DIRECTIONS:
Everything from the line holding "lens in the photo above." through the last line below must be repeated exactly, and nothing else.

# START OF SUPPLIED DATA

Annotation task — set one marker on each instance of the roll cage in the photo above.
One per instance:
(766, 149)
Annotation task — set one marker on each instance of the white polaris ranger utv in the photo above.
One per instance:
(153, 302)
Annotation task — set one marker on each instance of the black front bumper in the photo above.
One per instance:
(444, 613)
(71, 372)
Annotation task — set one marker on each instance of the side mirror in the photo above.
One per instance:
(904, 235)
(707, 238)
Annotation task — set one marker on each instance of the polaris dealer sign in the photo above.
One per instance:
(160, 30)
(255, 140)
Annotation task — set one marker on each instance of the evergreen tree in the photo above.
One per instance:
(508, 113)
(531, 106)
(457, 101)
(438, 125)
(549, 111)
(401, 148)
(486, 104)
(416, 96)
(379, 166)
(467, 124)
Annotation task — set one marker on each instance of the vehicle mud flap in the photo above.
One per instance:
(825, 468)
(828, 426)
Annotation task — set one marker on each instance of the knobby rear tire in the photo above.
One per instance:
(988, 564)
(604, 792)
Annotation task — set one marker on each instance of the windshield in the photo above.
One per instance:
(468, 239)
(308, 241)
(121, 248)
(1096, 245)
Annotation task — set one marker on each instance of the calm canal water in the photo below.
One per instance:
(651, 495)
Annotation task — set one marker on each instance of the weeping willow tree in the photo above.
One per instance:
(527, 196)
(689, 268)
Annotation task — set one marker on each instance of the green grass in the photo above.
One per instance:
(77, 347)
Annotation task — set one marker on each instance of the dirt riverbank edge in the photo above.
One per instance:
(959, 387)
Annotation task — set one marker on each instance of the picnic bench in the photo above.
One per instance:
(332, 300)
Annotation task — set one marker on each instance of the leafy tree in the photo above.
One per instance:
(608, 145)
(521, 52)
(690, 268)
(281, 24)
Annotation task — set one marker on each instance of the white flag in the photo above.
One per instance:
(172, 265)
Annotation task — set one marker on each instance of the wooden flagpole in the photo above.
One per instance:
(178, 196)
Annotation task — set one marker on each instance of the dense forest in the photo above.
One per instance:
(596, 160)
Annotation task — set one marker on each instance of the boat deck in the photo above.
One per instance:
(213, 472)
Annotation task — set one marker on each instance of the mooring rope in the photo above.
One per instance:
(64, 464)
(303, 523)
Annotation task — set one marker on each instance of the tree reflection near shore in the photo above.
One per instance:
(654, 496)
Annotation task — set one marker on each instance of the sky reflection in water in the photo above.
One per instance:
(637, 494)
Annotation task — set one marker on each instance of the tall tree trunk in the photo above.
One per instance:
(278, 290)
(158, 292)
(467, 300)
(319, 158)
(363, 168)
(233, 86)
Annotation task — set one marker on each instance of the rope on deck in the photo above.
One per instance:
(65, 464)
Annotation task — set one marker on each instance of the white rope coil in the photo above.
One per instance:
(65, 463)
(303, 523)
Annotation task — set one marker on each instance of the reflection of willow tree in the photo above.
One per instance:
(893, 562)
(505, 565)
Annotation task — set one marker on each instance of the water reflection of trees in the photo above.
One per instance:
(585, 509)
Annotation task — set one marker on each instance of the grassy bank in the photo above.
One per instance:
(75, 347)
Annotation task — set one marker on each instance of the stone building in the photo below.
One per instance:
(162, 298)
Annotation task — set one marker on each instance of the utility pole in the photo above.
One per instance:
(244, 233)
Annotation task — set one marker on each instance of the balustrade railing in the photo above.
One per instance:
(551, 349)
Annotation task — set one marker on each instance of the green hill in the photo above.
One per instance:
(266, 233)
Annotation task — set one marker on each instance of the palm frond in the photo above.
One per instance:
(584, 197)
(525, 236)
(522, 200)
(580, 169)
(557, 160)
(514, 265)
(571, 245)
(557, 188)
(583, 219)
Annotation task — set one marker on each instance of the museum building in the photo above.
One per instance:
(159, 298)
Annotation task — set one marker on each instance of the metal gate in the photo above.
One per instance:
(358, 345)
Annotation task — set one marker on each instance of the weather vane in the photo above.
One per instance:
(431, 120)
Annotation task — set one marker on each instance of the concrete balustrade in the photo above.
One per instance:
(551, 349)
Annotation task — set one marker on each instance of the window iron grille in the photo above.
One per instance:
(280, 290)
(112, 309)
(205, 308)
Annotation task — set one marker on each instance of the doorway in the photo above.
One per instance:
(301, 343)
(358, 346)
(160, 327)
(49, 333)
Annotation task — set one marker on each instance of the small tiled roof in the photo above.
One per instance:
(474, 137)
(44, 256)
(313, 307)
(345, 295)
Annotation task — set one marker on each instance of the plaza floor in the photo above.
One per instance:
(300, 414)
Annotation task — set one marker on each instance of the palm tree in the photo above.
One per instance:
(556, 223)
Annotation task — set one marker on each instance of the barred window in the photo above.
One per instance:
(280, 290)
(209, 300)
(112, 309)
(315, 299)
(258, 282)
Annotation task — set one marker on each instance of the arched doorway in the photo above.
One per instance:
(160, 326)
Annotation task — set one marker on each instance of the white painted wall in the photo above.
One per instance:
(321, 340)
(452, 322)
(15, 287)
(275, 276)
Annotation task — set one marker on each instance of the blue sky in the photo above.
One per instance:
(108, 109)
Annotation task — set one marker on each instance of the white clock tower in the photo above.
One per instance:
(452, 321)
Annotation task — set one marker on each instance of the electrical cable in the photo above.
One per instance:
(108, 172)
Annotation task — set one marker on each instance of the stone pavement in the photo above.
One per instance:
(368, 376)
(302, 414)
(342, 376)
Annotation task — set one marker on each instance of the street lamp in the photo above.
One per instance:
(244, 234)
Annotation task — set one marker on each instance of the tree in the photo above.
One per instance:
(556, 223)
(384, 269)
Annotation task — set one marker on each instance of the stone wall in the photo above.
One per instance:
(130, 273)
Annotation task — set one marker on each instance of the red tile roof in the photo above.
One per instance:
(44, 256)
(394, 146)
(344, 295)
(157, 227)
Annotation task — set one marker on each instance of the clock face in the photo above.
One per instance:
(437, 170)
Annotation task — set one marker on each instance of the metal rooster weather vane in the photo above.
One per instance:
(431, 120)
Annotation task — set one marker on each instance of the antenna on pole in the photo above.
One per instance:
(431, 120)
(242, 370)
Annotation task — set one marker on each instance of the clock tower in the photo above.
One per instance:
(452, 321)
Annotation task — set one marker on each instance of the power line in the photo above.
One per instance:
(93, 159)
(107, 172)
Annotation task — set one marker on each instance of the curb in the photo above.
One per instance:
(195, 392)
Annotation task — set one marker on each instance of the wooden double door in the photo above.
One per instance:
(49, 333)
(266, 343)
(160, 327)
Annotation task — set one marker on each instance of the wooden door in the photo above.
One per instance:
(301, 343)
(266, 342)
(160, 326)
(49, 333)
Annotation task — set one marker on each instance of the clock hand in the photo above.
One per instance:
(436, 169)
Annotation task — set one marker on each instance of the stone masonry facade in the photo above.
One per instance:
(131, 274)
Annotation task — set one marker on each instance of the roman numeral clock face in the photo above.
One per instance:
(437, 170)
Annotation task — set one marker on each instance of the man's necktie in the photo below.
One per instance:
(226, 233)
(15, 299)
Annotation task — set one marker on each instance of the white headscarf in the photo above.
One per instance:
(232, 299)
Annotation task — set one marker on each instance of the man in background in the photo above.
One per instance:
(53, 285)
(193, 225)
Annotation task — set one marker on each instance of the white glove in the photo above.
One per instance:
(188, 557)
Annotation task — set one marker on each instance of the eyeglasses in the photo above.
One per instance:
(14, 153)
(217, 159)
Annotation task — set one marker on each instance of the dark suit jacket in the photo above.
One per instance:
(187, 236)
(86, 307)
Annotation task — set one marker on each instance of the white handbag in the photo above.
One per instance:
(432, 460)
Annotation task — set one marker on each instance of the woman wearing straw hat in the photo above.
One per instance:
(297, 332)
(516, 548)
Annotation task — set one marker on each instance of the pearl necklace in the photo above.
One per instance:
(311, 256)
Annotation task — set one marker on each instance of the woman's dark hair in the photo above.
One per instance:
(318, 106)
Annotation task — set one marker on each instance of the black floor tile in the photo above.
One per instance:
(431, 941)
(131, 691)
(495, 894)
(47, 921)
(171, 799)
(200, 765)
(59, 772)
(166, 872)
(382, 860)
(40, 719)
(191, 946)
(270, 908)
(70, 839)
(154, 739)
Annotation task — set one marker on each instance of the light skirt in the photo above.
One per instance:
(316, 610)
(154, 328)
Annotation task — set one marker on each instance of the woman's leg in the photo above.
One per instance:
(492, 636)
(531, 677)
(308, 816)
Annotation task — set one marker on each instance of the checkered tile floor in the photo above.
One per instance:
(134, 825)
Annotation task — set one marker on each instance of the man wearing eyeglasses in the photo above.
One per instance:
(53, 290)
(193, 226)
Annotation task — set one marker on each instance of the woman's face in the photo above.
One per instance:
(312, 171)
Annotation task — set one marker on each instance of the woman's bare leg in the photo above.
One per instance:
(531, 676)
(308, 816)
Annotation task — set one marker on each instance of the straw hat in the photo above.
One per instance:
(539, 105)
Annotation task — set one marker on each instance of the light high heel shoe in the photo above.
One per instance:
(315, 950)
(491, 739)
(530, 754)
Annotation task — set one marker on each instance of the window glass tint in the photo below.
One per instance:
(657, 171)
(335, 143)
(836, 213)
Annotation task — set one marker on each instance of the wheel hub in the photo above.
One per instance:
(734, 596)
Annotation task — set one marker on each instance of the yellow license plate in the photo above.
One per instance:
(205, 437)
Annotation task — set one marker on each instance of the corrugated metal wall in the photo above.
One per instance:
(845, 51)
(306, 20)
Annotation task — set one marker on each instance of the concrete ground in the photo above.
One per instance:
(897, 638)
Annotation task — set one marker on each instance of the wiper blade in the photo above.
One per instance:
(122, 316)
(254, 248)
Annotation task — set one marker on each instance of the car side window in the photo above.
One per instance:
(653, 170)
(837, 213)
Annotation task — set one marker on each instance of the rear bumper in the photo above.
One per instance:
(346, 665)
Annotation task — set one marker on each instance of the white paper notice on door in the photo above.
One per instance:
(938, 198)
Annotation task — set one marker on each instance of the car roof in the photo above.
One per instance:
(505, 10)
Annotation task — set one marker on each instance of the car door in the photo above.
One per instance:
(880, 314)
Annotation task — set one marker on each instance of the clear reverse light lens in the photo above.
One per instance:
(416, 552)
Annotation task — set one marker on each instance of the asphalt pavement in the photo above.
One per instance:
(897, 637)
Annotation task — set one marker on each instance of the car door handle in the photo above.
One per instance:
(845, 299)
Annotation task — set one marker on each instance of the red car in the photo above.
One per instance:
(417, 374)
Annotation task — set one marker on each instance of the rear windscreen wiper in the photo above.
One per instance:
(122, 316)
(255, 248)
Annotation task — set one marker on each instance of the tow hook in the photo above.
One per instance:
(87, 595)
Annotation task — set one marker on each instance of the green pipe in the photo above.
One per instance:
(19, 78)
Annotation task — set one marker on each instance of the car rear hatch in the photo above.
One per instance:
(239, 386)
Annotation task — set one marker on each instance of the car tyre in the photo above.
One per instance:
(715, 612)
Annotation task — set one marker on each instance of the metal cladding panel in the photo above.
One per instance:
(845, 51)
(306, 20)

# END OF SUPPLIED DATA

EXPECTED ANSWER:
Annotation task — set one marker on each instance of the clear reverse light lens in the photo above.
One per instance:
(416, 552)
Annotation task — set one marker on each instance of the asphalt pavement in the photo above.
One per instance:
(897, 637)
Annotation task — set one marker on each instance of the car door handle in the photo above.
One per instance:
(845, 299)
Annotation task — set one marker on each instance of the red car in the photo above.
One per instance:
(417, 374)
Annotation task — set one marker on each instance of the rear windscreen wiper in the photo above.
One per instance:
(122, 316)
(255, 248)
Annotation task — set one marker on each instance of the tow hook in the photo above.
One per instance:
(87, 595)
Annotation task — set one marker on each instance of the green pipe in the photo above.
One per instance:
(19, 78)
Annotation task — set one marker on each instance of the car rear hatch in the photo above.
One per instance:
(239, 386)
Annotation task — set one marker on each instance of the car tyre in the photo above.
One per instance:
(715, 612)
Annotation task — set one marker on each instance of the metal cladding panel in the photo above.
One per instance:
(845, 51)
(306, 20)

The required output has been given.